EXCERPTED DATA =>
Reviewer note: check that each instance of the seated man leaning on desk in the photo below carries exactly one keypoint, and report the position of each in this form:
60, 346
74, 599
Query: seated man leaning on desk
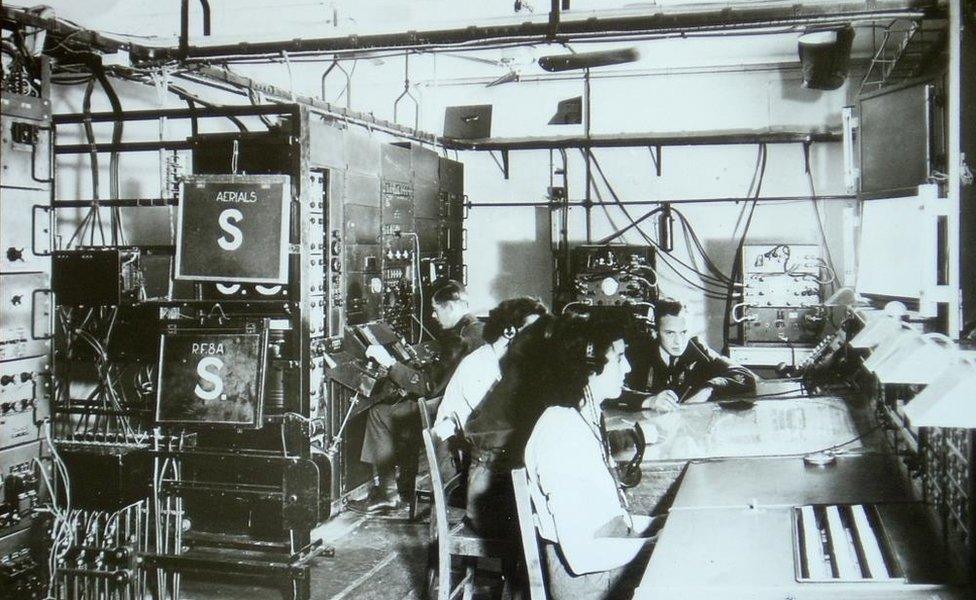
676, 369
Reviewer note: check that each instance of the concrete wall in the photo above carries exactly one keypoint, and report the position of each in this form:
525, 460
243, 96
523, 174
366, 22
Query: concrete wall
755, 85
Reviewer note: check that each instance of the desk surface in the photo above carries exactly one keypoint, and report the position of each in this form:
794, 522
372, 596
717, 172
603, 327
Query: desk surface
790, 482
770, 427
743, 553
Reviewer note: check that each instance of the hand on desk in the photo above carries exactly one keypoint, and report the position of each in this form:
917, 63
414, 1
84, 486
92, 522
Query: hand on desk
380, 355
665, 401
700, 396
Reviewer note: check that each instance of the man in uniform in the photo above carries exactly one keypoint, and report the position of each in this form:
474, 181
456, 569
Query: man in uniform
676, 369
392, 437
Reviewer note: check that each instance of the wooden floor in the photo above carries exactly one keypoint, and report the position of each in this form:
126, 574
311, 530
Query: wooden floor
376, 557
386, 557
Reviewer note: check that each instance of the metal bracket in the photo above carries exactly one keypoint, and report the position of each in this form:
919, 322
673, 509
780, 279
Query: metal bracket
503, 163
656, 158
347, 89
407, 94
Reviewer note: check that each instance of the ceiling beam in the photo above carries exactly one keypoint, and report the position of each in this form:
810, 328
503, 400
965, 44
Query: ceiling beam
670, 20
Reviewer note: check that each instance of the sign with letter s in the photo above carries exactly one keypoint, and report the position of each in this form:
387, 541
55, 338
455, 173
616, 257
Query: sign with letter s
233, 228
212, 378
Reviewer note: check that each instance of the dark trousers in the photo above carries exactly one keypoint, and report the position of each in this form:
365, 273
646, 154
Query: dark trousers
393, 440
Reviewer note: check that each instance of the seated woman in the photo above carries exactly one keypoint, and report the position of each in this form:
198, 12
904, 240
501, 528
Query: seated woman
593, 546
498, 428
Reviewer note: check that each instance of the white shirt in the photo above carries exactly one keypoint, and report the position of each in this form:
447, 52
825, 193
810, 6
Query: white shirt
472, 380
574, 494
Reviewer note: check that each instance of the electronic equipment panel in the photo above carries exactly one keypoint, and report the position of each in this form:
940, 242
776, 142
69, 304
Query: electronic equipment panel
781, 294
612, 275
26, 326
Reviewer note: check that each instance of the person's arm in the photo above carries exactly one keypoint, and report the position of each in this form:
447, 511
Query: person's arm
448, 419
432, 380
565, 474
725, 377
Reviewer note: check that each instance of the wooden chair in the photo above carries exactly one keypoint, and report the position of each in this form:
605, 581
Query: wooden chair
452, 540
422, 491
530, 542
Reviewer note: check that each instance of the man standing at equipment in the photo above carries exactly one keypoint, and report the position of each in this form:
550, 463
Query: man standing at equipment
678, 369
393, 428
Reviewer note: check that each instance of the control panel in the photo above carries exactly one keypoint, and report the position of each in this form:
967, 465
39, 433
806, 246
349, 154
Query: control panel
781, 294
26, 328
613, 275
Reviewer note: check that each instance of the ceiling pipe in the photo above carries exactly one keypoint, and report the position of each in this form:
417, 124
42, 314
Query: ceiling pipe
664, 21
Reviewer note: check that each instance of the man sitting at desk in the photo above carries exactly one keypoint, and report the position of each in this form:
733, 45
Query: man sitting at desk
393, 429
677, 369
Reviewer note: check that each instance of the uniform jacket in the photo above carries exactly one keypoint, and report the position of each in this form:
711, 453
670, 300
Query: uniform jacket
698, 367
454, 344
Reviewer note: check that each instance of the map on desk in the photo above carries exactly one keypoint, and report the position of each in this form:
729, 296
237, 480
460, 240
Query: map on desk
769, 427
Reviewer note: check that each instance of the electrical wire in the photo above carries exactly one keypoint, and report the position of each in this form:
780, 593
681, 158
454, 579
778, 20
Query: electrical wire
820, 226
662, 253
755, 190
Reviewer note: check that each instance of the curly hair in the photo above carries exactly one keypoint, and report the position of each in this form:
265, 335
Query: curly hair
510, 313
580, 348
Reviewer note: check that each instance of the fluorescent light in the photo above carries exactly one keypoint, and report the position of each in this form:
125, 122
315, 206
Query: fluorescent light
916, 360
949, 401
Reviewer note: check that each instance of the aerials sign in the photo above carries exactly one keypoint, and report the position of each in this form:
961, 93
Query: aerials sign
233, 228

INSTRUCTIONS FOR THE TASK =>
Give back exactly the lines that run from the line with "Reviewer note: check that each instance of the man standing" through the close of the material, counting both ends, and nothing more.

SOLUTION FOR THIS EXERCISE =>
Reviewer note: check that each instance of the man standing at equipment in the photo above carries exactly one keypoint, and report the position of each in this form:
550, 463
Query: man standing at equipment
678, 369
393, 428
Reviewer note: check that each instance of the control panel in the photo above carries exactly one keypoint, and report the position of each in this form:
967, 465
39, 433
806, 246
349, 154
Query: control panel
781, 294
26, 328
613, 275
Reviewer note: check that each instance of the ceiling pipe in the photo above carries exactly one keypoint, and report the position of each in this form:
417, 124
42, 314
Query: ceiling pipe
664, 21
Reviewer note: check that each instance of the man sitting at desk in the photo above carries exactly one keypoint, and report the position of each in this form:
733, 45
Query: man sitting at desk
393, 429
677, 369
Reviewer note: check that each instance of the uniform jacket in the photo above carries exactly one keypoint, and report the position of each in this form:
711, 453
670, 300
Query: uniform jacket
698, 367
454, 344
Reviewer note: check that each instance of the map on desk in the photo above carries exactly one keypoint, and report the position of each in this form:
729, 296
237, 480
460, 240
Query: map on desk
769, 427
Reviewer note: check that each instance of the electrical wire in the photo above carries exactly one keypoint, and report the position of each in this form:
780, 593
681, 158
454, 579
778, 20
Query: electrical wire
820, 226
662, 253
755, 190
Reviewer note: check that each instance of the curly hair in the photo above carries exactly one keypoint, and report the position of each in this form:
265, 335
Query: curly hair
510, 313
580, 348
Reviewer note: check that each instance of the fluorescent light in the photo above carries exactly one keypoint, and report the position of each in this form:
125, 122
315, 206
Query: fluorescent light
916, 360
949, 401
Reviewer note: check that each instance of the aerials sign in the photo above carries exactly one keypoint, and report the position of each in this form:
961, 93
Query: aerials sign
233, 228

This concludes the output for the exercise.